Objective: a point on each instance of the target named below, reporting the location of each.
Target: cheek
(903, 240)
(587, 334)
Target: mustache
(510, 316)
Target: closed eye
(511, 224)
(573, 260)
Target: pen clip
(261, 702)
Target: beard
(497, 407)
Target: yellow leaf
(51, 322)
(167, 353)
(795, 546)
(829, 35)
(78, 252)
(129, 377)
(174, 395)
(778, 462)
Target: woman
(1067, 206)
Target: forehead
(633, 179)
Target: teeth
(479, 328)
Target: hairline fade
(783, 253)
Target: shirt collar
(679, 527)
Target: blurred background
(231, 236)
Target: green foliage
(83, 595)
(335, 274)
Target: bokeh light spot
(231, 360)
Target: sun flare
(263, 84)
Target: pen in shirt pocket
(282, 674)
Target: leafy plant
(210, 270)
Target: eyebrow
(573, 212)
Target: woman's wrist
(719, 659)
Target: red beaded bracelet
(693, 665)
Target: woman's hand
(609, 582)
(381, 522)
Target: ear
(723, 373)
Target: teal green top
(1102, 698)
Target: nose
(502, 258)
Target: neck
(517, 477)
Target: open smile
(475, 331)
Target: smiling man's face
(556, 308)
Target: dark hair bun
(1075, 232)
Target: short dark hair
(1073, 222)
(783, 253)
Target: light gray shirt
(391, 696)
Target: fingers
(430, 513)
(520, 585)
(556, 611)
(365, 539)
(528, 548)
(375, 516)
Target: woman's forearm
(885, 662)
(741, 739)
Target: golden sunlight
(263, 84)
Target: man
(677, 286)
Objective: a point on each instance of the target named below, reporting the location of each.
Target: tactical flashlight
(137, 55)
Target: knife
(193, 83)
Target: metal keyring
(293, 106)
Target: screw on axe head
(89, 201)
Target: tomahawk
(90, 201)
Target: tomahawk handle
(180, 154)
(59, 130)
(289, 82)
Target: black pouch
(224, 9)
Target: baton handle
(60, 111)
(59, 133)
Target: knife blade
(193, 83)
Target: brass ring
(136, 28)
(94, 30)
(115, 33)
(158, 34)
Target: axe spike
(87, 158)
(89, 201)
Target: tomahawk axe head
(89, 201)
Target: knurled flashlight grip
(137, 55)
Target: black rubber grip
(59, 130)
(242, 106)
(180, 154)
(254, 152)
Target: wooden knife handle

■ ■ ■ ■ ■

WHAT TO PRODUCE
All of the entries above, written out exactly, make up the reply.

RESULT
Objective: a point on each instance of the target named below, reporting the location of each.
Target: cheek
(903, 240)
(587, 334)
Target: mustache
(510, 316)
Target: closed eye
(511, 224)
(573, 260)
Target: pen clip
(261, 702)
Target: beard
(497, 407)
Target: yellow leaf
(51, 322)
(167, 353)
(795, 546)
(829, 35)
(78, 252)
(129, 377)
(174, 395)
(778, 462)
Target: woman
(1067, 206)
Target: forehead
(633, 179)
Target: teeth
(479, 328)
Target: hairline fade
(783, 253)
Target: shirt collar
(679, 527)
Target: blurred background
(231, 236)
Target: green foliage
(83, 595)
(335, 274)
Target: bokeh light spot
(231, 360)
Target: sun flare
(263, 84)
Target: pen in shirt pocket
(282, 674)
Target: leafy plant
(210, 270)
Target: eyebrow
(573, 212)
Target: woman's wrist
(719, 659)
Target: red beaded bracelet
(693, 665)
Target: woman's hand
(609, 582)
(381, 522)
Target: ear
(723, 373)
Target: teal green top
(1102, 698)
Target: nose
(502, 258)
Target: neck
(517, 477)
Target: open smile
(475, 331)
Target: smiling man's face
(556, 308)
Target: dark hair bun
(1075, 232)
Target: short dark hair
(1073, 222)
(783, 253)
Target: light gray shirt
(391, 696)
Target: fingers
(430, 513)
(520, 585)
(556, 611)
(365, 539)
(528, 548)
(375, 516)
Target: woman's forearm
(885, 662)
(741, 739)
Target: golden sunlight
(263, 84)
Target: man
(677, 286)
Objective: a point on each instance of the target named below, reporting the location of each.
Target: tactical flashlight
(137, 55)
Target: knife
(193, 83)
Target: metal keyring
(293, 106)
Target: screw on axe head
(89, 201)
Target: tomahawk
(90, 201)
Target: tomahawk handle
(180, 154)
(59, 130)
(289, 82)
Target: black pouch
(224, 9)
Target: baton handle
(60, 111)
(59, 133)
Target: knife blade
(193, 83)
Target: brass ring
(136, 28)
(94, 30)
(115, 33)
(158, 34)
Target: axe spike
(87, 158)
(89, 201)
Target: tomahawk axe head
(89, 201)
Target: knurled flashlight grip
(137, 55)
Target: black rubber grip
(59, 130)
(242, 106)
(180, 154)
(254, 152)
Target: wooden knife handle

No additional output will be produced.